Required actions:
**a.** Reproduce the part of the opinion piece on Senate President Mike Thibodeau that begins with the words containing "The subject on" and ends with "a regular basis.".
**b.** In the opinion piece on Senate President Mike Thibodeau, what title did the far right give Thibodeau?

Playing fair doesn’t pay off



Now that the gubernatorial meltdown has progressed from the dropping-of-jaws phase to the gnashing-of-teeth phase to the glowering-from-our-respective-corners phase, it is time to give a little attention to the fallout.

Action, if we can call it that, on Gov. Paul LePage’s stunningly intemperate phone call to Rep. Drew Gattine, is off the table for the time being. It certainly will be featured in many a political campaign in the next six weeks, and there no doubt will be efforts to address it in one way or another come January when the new legislature convenes. But for now, it slumbers.

The subject on which the record could use a little straightening is the performance of Republican Senate President Mike Thibodeau. In 2014, while Republicans celebrated winning control of the Maine Senate, Democrats were sure their worst nightmares had been realized when the conservative Thibodeau was elected president.

From the get-go, Thibodeau has exceeded expectations. Neither party had the catbird seat. Democrats were playing defense against a Republican Senate and governor. They could block plays, but were not likely to be able to advance any of their own initiatives.

Republicans were hampered by a governor who railed against his own party members, refused to allow his commissioners to attend legislative committee meetings and walled himself off from the media on a regular basis.

Had Thibodeau taken the same tack as House Minority Leader Ken Fredette, who has maintained solidarity with LePage since he became the House Republican leader, it would have further entrenched the partisan divide in Augusta. Instead, he elevated the proceedings with measured statesmanship.

Though his conservative beliefs may not have changed, Thibodeau showed a distinct ability to manage the legislative system. Even-tempered, level-headed and fair-minded, his leadership was exactly what was prescribed by a soul-searching report undertaken by Republicans after their 2012 loss to Barack Obama. Predictably, this earned him the title of RINO (Republican in Name Only) from the far right, but really, it is this type of leadership that distinguishes Maine from Washington, D.C., a distinction that grows more tenuous every year.

Data for review:

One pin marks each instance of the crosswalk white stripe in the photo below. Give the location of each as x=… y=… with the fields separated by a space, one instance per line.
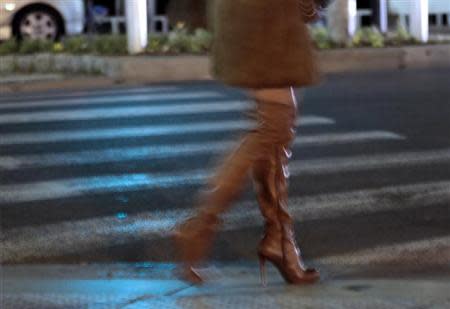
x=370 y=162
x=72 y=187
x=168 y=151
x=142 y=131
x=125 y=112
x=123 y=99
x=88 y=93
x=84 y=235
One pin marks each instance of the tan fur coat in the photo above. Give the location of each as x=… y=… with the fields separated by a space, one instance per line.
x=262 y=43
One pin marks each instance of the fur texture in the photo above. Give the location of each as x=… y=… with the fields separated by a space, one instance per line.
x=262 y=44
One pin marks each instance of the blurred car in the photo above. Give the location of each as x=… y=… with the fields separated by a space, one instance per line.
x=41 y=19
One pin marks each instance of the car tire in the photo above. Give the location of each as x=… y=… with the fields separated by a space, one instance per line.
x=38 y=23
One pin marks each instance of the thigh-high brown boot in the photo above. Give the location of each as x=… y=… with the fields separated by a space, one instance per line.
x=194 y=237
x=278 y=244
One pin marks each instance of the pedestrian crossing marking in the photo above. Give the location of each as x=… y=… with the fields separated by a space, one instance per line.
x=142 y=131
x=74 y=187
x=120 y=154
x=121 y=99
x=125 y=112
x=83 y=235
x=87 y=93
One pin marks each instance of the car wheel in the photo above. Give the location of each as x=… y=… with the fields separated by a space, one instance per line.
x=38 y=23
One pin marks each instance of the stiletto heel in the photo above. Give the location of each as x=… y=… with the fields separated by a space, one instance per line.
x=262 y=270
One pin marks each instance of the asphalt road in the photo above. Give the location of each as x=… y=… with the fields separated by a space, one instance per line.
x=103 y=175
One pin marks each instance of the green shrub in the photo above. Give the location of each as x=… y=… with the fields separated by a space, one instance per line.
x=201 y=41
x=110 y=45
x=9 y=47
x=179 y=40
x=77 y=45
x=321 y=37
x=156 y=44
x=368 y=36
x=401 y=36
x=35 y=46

Completed exercise:
**a.**
The subject on which the record could use a little straightening is the performance of Republican Senate President Mike Thibodeau. In 2014, while Republicans celebrated winning control of the Maine Senate, Democrats were sure their worst nightmares had been realized when the conservative Thibodeau was elected president.

From the get-go, Thibodeau has exceeded expectations. Neither party had the catbird seat. Democrats were playing defense against a Republican Senate and governor. They could block plays, but were not likely to be able to advance any of their own initiatives.

Republicans were hampered by a governor who railed against his own party members, refused to allow his commissioners to attend legislative committee meetings and walled himself off from the media on a regular basis.

**b.** RINO (Republican in Name Only)